Document excerpt:
====
6. Agent Fresco – Destrier
After the relatively noiseless response that Iceland natives Agent Fresco’s sophomore full length Destrier earned this year, I mentally filed the album away as a sleeper hit that no one would notice. Imagine my surprise that not only did Destrier make the cut for Heavy Blog’s Top 50 Albums of 2015, our staff voted it up into the top 10 where it rightfully belongs. I do not say this lightly: Destrier is everything modern prog needs to be; passionate, intellectually engaging, and ambitiously experimental. Chances are, you’ve never even heard of Agent Fresco, so allow me to set the scene: Floaty Nordic prog with neo-classical influence that runs the gamut from math rock to ambient drone and everything in between that allows for this year’s most ridiculous breakdown – via title track “Destrier” – and most satisfying musical reprise (sorry BTBAM, it was close!). Make no mistake, Destrier is a modern prog masterpiece, and allow this to put you on notice.
5. WRVTH – WRVTH
From the melancholic opening chords of the first song, “Harrowing Winds,” lush and reverberating with a life all their own, to the drawn-out, slowly-dying outro of “Cease to Exist,” the record’s closer, WRVTH elicits an incredible varieties of emotion from all across the spectrum, from a lethargic, aching depression, to passionate, fiery hope, to caustic anger. Just short of an hour of beautiful, energetic, forever-moving music, WRVTH is a sonic trip through the mind of a quintet of artists performing at their very best; every member of the band feels fully committed to giving 110% of their energy and capabilities to each of the 11 tracks on this epic, and they consistently deliver.
The true power of WRVTH’s self-titled release is their incredible ability to paint with a vast sonic palette, conjuring to mind artists like Loma Prieta and Deafheaven alongside their bay-area contemporaries like Fallujah and The Faceless. Far from feeling excessive, every piece of WRVTH, from the techdeath bits, to the atmospheric and skramzy-feeling black metal, to the jazzy basslines and light sprinklings of sax performance, come together to make something that’s truly more than the sum of its parts. They say the third time is the charm, and that’s certainly true here: the third full-length from this band (previously under the moniker Wrath of Vesuvius) has set an entirely new precedent for just what techdeath can be.
4. Good Tiger – A Head Full of Moonlight
Djent is dead, that has already been established. But that sub-genre has a lot of talented people in it and its echoes can still create some great pieces of art. While Good Tiger is by no means djent, it certainly draws on a common pool of talent that emerged from that scene. Like their original works however, these musicians don’t stay shackled to any definitions for long: Good Tiger defies definition, a lot like The Safety Fire from which, somewhat, it emerged.
It’s an overall energetic album, eschewing long, drawn out passages of contemplation for quick, thick and well-performed brush strokes. It paints with bright color and we’re grateful for that: it’s a refreshing change of pace in what can often be a monotonous and monochrome culture. As always, Coleman’s vocals deserve special attention here: they add a quirkiness and conviction to the whole thing, not so much crowning it as gracing all its parts with a little something extra. At the end of the day, it’s an album with so much variation and exploration that nearly any fans of sleek, modern metal will find something to enjoy here.
====
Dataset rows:
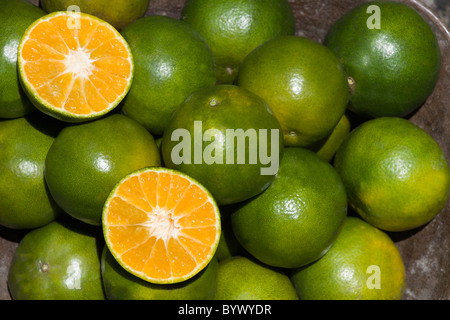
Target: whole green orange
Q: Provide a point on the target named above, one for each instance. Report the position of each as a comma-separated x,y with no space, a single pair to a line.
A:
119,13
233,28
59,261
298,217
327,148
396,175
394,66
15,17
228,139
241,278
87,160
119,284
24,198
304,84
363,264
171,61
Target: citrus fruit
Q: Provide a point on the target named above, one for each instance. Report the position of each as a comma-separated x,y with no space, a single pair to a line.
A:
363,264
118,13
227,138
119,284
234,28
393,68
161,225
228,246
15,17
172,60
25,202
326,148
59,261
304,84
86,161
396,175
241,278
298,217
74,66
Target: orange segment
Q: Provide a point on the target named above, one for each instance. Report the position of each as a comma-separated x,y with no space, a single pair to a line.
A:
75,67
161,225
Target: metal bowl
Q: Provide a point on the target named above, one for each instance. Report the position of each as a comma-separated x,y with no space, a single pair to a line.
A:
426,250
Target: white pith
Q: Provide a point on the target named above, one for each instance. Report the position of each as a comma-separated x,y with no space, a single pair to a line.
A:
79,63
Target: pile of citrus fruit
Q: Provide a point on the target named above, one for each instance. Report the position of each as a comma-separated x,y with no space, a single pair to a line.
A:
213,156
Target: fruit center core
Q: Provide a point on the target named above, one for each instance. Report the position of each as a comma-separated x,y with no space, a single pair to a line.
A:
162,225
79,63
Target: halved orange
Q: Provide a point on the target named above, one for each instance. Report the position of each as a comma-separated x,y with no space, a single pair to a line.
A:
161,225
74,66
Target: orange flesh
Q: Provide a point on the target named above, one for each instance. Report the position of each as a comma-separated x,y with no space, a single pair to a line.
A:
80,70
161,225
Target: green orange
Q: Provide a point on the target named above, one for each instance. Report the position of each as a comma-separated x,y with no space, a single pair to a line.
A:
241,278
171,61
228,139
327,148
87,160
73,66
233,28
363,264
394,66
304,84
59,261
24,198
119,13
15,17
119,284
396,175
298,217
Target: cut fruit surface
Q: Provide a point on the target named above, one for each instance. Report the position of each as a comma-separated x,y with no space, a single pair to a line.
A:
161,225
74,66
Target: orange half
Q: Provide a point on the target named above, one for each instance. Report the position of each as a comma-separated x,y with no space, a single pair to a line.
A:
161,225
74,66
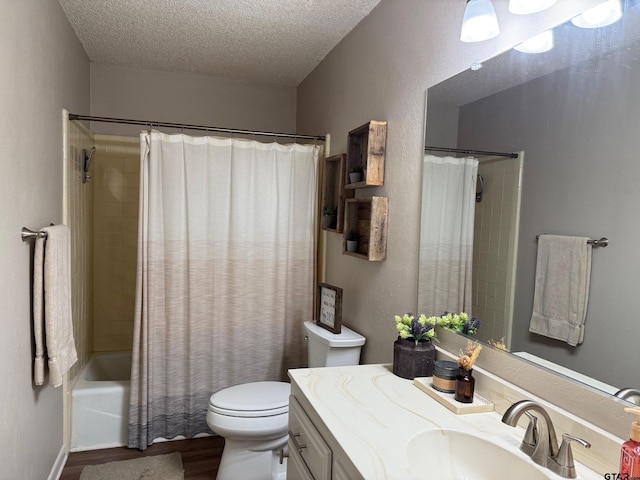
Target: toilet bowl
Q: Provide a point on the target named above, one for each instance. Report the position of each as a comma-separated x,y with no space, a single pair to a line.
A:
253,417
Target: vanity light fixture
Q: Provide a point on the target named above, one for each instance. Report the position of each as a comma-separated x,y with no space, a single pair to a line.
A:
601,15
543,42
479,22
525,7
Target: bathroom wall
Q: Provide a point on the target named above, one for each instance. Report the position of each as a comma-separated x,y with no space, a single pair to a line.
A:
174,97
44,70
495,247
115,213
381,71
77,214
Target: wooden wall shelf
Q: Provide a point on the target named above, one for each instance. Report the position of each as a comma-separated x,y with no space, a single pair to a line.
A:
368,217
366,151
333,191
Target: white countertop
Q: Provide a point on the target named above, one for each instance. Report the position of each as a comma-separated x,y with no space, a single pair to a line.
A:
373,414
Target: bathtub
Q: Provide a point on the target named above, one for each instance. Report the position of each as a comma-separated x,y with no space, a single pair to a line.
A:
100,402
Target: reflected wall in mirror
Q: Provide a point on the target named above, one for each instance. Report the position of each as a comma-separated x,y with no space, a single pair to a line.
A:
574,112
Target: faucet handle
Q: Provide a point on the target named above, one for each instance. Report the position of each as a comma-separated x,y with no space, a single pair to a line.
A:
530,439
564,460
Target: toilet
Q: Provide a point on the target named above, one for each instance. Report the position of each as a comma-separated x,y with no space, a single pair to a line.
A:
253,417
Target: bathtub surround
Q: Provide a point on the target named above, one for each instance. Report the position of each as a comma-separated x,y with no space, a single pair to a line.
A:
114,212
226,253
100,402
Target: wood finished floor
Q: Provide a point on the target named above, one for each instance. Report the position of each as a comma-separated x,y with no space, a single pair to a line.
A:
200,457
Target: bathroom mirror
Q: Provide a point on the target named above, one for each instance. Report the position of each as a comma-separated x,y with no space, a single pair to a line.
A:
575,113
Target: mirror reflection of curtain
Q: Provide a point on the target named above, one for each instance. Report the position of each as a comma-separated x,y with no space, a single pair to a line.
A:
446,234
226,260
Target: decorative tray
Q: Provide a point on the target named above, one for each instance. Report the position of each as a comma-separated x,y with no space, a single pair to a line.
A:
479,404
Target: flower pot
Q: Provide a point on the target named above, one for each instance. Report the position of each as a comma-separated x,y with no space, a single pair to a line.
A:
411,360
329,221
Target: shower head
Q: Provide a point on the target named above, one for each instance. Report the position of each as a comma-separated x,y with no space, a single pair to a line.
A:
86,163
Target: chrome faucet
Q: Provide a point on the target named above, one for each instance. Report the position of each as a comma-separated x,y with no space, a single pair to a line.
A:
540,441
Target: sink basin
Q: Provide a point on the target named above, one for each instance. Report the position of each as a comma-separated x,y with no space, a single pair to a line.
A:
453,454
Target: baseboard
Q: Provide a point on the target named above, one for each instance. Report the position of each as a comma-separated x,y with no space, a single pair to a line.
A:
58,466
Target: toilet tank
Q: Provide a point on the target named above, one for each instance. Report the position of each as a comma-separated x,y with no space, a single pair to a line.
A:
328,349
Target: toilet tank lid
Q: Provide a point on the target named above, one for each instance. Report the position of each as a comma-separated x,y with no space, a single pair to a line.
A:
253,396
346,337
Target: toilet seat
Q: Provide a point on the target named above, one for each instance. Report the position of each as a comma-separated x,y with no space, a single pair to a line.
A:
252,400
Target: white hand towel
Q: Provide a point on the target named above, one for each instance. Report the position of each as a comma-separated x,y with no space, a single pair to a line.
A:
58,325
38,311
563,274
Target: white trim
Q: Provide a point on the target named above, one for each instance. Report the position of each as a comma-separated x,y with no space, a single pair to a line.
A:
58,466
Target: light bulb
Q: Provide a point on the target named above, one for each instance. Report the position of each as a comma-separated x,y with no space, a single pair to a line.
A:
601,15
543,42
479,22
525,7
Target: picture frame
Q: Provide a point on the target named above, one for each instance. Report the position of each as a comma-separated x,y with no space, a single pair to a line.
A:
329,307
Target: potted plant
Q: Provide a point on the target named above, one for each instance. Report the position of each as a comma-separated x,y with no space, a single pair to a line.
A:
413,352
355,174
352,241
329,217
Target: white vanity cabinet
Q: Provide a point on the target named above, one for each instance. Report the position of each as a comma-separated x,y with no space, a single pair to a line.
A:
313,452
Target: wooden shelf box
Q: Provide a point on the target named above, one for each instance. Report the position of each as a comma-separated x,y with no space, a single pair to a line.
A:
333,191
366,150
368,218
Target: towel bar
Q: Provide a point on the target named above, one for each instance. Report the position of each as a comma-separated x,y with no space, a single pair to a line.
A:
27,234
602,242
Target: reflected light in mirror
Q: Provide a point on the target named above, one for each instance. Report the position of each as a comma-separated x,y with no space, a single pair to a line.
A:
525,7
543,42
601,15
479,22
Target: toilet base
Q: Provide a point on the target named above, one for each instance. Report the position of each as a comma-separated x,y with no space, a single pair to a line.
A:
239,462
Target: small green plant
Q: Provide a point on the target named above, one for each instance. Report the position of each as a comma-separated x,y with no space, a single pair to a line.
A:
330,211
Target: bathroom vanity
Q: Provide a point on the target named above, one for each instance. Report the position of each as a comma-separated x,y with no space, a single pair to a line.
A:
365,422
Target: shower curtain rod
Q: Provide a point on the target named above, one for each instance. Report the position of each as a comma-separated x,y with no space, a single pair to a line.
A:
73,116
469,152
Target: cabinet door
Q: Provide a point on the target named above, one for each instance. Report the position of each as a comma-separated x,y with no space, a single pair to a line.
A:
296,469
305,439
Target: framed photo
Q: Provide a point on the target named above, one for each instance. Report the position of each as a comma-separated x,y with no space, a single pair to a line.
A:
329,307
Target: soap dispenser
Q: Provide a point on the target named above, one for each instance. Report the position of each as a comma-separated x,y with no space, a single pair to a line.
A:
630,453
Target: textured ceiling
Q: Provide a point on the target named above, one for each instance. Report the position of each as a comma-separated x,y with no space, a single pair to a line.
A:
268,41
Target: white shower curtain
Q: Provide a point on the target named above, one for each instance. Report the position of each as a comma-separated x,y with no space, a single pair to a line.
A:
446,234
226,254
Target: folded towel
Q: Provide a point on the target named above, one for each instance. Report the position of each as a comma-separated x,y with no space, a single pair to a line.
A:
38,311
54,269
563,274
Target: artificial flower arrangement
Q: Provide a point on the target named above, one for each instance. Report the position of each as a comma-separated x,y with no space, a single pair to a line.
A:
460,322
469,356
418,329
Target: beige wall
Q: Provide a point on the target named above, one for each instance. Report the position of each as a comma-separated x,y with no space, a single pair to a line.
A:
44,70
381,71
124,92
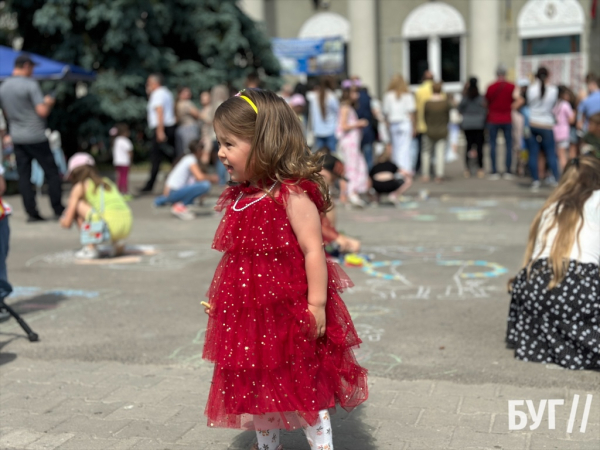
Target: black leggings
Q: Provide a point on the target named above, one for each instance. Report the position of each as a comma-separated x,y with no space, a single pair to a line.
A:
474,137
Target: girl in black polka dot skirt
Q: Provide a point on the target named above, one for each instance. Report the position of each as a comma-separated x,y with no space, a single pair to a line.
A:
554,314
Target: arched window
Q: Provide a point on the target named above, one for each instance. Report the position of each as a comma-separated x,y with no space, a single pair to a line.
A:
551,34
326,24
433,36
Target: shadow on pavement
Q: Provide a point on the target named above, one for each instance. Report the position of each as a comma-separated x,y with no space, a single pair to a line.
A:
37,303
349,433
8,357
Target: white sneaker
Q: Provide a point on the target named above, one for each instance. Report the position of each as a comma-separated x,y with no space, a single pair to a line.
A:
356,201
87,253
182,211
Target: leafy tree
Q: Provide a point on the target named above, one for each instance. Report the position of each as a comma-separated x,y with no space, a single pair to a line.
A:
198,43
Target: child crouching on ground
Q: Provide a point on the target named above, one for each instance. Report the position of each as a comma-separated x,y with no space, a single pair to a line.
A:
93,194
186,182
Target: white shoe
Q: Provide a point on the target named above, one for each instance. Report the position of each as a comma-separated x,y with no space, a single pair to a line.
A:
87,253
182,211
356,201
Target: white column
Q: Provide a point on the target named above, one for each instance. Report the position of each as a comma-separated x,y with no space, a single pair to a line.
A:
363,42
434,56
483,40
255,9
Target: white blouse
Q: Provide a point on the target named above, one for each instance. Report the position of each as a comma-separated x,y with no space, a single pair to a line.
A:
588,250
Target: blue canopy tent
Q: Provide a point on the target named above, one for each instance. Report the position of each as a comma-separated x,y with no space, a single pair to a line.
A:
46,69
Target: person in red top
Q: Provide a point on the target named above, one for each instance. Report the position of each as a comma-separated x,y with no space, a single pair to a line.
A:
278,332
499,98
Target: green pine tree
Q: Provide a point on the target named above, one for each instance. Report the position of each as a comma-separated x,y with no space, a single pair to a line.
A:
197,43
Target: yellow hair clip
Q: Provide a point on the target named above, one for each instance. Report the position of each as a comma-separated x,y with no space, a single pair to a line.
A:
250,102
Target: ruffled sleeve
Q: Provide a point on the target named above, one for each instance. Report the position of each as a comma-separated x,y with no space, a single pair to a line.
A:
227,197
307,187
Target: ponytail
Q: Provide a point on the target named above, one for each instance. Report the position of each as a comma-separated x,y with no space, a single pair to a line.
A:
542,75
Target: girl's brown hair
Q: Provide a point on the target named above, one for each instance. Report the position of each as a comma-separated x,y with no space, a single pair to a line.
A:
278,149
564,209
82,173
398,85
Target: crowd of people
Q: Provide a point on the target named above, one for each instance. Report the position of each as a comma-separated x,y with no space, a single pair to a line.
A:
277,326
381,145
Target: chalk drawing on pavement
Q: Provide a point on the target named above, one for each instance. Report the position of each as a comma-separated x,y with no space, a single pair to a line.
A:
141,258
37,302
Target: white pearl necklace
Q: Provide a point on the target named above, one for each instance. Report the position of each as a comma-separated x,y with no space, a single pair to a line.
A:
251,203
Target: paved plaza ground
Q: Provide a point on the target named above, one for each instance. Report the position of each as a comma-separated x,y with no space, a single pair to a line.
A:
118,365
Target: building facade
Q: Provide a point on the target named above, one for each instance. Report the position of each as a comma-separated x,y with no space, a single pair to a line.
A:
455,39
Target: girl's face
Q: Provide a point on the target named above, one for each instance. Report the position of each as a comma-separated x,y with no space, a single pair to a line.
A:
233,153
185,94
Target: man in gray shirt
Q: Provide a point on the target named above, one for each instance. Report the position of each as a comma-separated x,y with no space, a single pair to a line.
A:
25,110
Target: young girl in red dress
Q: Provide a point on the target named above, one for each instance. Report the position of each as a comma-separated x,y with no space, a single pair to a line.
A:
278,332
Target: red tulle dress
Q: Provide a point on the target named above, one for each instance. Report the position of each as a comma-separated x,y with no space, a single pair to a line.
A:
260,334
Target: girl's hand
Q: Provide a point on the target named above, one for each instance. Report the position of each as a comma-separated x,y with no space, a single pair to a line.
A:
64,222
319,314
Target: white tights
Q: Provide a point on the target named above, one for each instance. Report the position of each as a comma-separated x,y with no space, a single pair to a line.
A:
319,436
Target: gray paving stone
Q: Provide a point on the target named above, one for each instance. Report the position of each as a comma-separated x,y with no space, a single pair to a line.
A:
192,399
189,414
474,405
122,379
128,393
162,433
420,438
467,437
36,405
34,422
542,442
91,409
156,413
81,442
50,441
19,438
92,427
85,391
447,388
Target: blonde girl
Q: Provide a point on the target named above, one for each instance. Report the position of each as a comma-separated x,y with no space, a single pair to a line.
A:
====
Goals:
1: According to the year-end album countdown, what name did WRVTH previously record under?
2: Carry on the year-end album countdown from the point where it stops.

Written responses:
1: Wrath of Vesuvius.

2:
3. Native Construct – Quiet World
Talk about misleading titles. Quiet World is anything but quiet – its seven tracks are vividly colourful, exuberant, and lush, and (unlike its silent protagonist-turned-antagonist) its gorgeous songwriting speaks volumes. An instant prog metal classic, Native Construct’s debut is in a league of its own in nearly every facet imaginable, from the constantly brilliant arrangements to vocalist Robert Edens’ incredible versatility in getting the album’s subtly dark story across.
The diverse instrumentation – featuring everything from violins to saxophone to monstrous eight string guitars – is used to maximal effect in developing motifs and themes across the course of the album, and there are surprises to be found at every turn, right up to the magnificent twelve minute closer that is “Chromatic Aberration.” But the eclectic nature of the album never feels overdone or out of place at any point, and despite the gorgeous arrangements to be found all over the place, the songs also get very, very delightfully sinister when they need to. A piece of music filled to the brim with brilliance, innovation, and a clear love of music itself, Quiet World is an absolute work of art, and a towering accomplishment on Native Construct’s part.
2. Leprous – The Congregation
Looking back now, it’s bittersweet that Norway’s Leprous has decided to step out of the shadows as Ihsahn’s backing band. Surely, the time spent under the wings of a black metal legend has bolstered the group’s subtle hints at darkness as a full-fledged blackened influence that, from time-to-time, decides to rear its ugly head. However, Leprous have always been much more than that, first and foremost a progressive rock group.
Their 2015 effort The Congregation is more than it seems on initial listens. Just under the album’s mostly still surface sits a monster waiting to burst, or perhaps waiting in recovery. This bleak album is restraint in practice, and the standalone tracks do contribute to an overall dynamic that may not be immediately obvious through a build and release of emotional tension. Outside of this living, breathing atmosphere is a sense of musicianship that relies on triumphant if not anthemic melodies and technical knowledge of rhythm and time used tastefully. Most importantly, The Congregation is catchy and unafraid of emotional vulnerability.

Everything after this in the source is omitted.